## Work to be completed
Word for word, output the data that follows.

(Natural-language object grounding data)
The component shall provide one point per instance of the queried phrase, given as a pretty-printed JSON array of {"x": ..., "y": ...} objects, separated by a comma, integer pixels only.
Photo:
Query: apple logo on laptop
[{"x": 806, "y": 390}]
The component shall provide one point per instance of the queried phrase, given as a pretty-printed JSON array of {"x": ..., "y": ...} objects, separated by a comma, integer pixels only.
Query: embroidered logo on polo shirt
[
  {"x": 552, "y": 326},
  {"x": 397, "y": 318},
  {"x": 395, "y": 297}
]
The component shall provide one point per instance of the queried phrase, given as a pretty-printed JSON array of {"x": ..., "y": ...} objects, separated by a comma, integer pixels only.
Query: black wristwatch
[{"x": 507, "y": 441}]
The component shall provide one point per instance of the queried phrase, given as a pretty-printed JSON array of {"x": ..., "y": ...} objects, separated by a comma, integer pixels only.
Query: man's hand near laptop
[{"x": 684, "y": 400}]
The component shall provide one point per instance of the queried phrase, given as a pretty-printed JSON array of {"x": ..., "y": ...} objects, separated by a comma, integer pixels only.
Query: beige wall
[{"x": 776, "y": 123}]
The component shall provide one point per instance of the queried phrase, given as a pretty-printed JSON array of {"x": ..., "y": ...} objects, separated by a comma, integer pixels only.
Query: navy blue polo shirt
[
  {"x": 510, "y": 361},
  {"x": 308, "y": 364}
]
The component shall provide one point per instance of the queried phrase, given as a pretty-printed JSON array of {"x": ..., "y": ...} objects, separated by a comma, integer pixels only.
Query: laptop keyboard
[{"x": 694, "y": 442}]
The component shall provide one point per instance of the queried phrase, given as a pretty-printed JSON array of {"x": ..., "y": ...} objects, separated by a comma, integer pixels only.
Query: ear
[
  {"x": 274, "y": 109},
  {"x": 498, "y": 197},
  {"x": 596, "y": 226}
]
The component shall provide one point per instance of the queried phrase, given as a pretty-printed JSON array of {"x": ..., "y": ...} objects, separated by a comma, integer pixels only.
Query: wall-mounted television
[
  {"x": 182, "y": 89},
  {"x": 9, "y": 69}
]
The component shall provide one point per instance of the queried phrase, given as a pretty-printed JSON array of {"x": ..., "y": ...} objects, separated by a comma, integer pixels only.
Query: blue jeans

## Answer section
The component shall provide one point per instance of the queried phrase, given as a pretty-printed JSON array of {"x": ..., "y": ...} objects, separated by a comma, integer pixels only.
Photo:
Query: apple logo on laptop
[{"x": 806, "y": 390}]
The component shall provide one point per instance of the queried phrase, given as a pretty-printed JSON array of {"x": ..., "y": ...} objects, separated by a comma, integer pixels only.
Query: embroidered logo on polo shirt
[
  {"x": 552, "y": 326},
  {"x": 397, "y": 318},
  {"x": 395, "y": 297}
]
The component shall provide one point per instance of the queried phrase, given as a pretty-printed JSON array of {"x": ..., "y": ...} objects, separated by a comma, integer pixels only.
Query: black wristwatch
[{"x": 507, "y": 441}]
The component shall provide one point per instance of the queried phrase, given as a pretty-printed JSON array of {"x": ..., "y": ...} objects, separated by a comma, integer pixels only.
Query: man's hand near laptop
[{"x": 684, "y": 400}]
The component shall provide one point per instance of the queried phrase, given as a pretty-printed JSON array of {"x": ..., "y": ...} objects, separated by a comma, integer pixels only.
Query: beige wall
[{"x": 776, "y": 123}]
The component shall provide one point per instance of the queried phrase, given as a pretty-printed JSON array of {"x": ..., "y": ...} objects, separated by a comma, integer pixels only.
Query: navy blue polo shirt
[
  {"x": 510, "y": 361},
  {"x": 308, "y": 364}
]
The component shall provide one point per instance of the queried phrase, given as a pretty-printed JSON array of {"x": ..., "y": ...} objects, separated by a comma, integer pixels only.
Query: laptop keyboard
[{"x": 694, "y": 442}]
The component shall provide one point per instance of the queried phrase, given as a pretty-printed JSON array of {"x": ..., "y": ...} objects, separated by a comma, integer pixels only.
Query: ear
[
  {"x": 274, "y": 109},
  {"x": 498, "y": 197},
  {"x": 596, "y": 226}
]
The component shall provide one point per instance of the queried phrase, given as a pretty-printed JSON array of {"x": ..., "y": ...} objects, separated by a comma, integer pixels only.
Query: wall-mounted television
[
  {"x": 182, "y": 89},
  {"x": 9, "y": 69}
]
The component shall provide one point per instance of the queried phrase, given as a pretty-printed JSON array of {"x": ..., "y": ...} objects, separated by a comma, integer pixels only.
Query: blue jeans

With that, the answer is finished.